* Exercise brief
Retype the tail of the data exactly, starting at the line containing "written like [483,203]." and stopping at the last line.

Stored data entries
##########
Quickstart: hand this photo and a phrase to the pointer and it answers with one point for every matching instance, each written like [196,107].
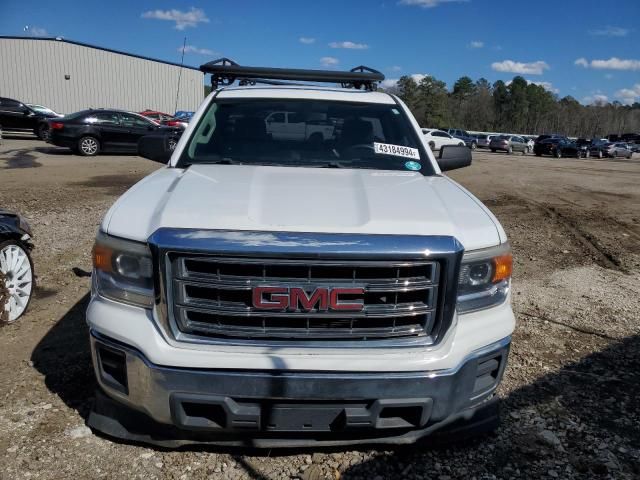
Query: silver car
[484,140]
[509,144]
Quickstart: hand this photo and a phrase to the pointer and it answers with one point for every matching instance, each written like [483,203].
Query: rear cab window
##########
* Your response
Quickstart: hand this photo and a phrase to the pointer and it answers with one point for every matching instance, each written like [483,203].
Query: rear cab window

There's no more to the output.